=== Exercise task ===
Lines before the one containing "Would you mind marking the black" are excluded. Repeat that line and every line after it, exactly.

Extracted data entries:
##########

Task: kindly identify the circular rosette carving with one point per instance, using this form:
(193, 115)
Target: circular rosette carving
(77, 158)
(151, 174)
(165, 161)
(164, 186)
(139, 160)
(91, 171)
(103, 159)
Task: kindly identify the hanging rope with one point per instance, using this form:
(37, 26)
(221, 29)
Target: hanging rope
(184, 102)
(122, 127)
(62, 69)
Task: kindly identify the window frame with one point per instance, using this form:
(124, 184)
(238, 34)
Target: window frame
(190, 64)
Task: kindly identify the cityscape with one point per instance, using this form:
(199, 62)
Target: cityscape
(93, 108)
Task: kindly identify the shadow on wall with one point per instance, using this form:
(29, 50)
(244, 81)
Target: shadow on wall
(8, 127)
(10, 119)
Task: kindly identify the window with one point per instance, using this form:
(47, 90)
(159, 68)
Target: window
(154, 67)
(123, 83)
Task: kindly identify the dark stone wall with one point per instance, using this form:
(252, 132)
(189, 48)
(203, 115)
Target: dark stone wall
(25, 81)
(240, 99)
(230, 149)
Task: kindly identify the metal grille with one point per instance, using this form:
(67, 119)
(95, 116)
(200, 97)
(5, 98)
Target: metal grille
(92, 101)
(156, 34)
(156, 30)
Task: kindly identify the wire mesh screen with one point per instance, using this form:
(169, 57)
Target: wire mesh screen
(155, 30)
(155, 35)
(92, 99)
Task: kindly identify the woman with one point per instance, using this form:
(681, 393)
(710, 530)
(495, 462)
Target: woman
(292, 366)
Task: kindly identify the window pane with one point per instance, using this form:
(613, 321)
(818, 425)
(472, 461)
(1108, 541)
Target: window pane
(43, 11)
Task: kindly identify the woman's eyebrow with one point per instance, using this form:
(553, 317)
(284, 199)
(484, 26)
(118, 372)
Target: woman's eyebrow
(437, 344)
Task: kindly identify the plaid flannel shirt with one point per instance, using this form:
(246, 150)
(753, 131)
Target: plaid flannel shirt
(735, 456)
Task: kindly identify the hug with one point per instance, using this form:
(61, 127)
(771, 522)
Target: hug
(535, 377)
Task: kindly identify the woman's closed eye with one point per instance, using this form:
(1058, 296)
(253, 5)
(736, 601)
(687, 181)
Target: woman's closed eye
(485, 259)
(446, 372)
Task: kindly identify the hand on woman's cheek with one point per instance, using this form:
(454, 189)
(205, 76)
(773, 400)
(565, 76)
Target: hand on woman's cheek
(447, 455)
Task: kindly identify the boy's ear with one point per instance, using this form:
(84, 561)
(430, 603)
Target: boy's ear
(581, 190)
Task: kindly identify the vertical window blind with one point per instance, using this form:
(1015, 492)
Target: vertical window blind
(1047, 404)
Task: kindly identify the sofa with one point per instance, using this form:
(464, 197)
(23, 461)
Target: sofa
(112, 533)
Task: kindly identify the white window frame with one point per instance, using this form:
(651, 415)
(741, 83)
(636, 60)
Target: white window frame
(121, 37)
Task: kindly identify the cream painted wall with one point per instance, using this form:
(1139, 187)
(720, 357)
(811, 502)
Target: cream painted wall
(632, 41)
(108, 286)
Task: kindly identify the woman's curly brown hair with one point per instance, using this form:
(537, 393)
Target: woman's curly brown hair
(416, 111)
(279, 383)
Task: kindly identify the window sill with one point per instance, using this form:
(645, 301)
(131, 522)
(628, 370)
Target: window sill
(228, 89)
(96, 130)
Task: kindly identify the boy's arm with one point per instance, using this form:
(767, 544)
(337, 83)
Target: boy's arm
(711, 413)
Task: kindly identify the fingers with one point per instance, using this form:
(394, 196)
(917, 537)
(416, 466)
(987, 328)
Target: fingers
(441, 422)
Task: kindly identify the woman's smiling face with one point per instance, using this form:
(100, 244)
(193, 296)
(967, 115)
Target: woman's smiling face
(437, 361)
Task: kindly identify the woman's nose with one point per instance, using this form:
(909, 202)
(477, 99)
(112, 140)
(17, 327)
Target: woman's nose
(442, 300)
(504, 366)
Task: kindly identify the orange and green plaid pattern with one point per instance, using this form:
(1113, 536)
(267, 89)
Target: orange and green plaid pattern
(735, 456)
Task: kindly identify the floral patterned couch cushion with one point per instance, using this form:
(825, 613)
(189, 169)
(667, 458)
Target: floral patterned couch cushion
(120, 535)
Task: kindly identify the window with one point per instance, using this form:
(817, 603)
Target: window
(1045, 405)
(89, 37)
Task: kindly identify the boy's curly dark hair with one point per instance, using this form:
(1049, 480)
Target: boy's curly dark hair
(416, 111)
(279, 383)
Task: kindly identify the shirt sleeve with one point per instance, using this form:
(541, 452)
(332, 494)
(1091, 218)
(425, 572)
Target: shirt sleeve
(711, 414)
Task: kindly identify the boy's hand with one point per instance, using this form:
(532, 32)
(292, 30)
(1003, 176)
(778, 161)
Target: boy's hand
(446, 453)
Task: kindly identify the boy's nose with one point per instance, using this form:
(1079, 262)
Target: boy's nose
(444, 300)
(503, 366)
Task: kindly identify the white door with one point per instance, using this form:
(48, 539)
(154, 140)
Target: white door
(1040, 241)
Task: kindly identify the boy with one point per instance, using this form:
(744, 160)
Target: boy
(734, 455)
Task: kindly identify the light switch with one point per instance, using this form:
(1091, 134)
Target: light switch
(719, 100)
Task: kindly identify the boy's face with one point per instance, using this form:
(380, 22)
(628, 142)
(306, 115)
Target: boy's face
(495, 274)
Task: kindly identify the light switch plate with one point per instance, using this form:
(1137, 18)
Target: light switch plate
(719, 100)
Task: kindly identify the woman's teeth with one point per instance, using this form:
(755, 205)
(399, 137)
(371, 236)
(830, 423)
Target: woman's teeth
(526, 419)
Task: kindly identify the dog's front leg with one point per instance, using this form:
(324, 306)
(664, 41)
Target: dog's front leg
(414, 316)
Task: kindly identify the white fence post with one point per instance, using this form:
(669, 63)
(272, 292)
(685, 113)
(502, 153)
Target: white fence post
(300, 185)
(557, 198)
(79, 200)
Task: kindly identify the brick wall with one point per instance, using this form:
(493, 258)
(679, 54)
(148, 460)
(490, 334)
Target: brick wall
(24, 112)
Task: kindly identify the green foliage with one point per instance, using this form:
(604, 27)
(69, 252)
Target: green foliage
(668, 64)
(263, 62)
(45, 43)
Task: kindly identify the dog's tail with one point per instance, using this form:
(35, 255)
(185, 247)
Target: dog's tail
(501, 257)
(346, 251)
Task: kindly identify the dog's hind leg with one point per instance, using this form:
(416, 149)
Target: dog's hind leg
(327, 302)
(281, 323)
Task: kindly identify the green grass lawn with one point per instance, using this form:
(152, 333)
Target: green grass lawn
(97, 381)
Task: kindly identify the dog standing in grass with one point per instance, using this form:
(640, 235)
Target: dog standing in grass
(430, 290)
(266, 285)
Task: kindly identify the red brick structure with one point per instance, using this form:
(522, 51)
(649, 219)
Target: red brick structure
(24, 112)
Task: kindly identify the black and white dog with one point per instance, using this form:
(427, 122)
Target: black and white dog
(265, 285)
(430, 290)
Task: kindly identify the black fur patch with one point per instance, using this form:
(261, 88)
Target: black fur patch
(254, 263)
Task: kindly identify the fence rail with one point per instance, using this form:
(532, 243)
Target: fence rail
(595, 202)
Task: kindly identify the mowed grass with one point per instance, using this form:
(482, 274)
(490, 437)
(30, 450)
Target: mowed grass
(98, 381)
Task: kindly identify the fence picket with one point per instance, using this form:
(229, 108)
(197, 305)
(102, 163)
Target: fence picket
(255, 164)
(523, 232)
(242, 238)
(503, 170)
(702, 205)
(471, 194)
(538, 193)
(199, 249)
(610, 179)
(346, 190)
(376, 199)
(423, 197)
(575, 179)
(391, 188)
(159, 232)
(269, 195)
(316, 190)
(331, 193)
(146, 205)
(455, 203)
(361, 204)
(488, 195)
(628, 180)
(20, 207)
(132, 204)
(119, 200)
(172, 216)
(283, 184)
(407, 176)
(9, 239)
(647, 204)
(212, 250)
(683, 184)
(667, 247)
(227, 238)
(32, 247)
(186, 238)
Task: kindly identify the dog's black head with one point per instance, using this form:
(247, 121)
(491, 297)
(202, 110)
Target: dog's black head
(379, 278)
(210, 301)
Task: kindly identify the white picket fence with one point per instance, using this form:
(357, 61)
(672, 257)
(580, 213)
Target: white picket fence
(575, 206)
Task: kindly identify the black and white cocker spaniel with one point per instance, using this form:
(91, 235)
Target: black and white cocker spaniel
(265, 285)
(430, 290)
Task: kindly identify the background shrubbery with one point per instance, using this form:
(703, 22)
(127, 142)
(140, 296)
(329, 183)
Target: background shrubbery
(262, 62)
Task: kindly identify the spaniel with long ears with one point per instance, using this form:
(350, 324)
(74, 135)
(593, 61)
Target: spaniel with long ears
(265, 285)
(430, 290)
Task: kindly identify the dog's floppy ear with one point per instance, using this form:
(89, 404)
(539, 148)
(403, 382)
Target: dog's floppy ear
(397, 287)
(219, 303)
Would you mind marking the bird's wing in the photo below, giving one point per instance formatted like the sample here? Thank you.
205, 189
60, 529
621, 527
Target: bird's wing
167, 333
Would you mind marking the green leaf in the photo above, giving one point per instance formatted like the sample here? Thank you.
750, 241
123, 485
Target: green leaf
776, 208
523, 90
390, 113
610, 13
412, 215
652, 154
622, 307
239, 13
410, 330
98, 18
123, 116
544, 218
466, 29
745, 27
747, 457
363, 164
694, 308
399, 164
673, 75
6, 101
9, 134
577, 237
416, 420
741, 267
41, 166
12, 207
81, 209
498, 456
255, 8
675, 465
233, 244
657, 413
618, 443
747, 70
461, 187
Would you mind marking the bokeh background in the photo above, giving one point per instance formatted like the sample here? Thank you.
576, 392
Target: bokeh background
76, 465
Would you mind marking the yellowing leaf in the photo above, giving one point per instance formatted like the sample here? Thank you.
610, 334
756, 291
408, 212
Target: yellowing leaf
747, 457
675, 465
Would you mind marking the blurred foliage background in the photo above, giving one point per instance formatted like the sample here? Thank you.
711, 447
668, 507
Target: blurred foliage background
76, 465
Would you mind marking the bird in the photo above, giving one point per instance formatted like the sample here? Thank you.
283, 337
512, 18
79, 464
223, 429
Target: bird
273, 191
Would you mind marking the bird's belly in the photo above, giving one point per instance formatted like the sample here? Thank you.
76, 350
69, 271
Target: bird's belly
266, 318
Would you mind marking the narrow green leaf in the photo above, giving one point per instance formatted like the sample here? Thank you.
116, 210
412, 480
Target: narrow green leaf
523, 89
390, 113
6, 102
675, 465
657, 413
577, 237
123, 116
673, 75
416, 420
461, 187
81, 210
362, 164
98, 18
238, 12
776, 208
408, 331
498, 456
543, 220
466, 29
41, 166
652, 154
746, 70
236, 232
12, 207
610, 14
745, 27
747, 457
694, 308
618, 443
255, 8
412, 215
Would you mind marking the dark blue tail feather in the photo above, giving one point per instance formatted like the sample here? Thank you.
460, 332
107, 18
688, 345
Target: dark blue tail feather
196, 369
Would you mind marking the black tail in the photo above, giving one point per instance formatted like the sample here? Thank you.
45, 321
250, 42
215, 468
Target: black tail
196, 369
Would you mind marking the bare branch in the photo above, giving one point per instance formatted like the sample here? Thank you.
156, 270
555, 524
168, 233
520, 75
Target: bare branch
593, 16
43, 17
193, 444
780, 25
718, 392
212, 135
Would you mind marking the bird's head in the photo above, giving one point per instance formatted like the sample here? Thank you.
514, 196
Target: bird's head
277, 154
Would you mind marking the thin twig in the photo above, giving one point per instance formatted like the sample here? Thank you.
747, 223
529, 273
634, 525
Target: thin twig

##########

=== Result for this exercise ===
Would you mind marking the black tail in the photo above, giving one point per instance formatted like the sample here? Thank you.
45, 321
250, 42
215, 468
Target: black tail
196, 369
Would you mind marking the bare branch in the photo above, giving one point per instance formatted like the sample here? Thank you.
156, 270
555, 524
168, 233
520, 75
Target: bare branch
593, 16
43, 17
193, 444
780, 25
718, 392
212, 135
Would you mind marking the bird's head in the photo above, giving one point per instance formatted like the sample here? Thank you.
514, 196
Target: bird's head
277, 154
Would you mind marking the thin twig in the photo above, giving one point per instance formatted like the sample here? Thank you.
747, 223
529, 273
634, 525
Target: thin twig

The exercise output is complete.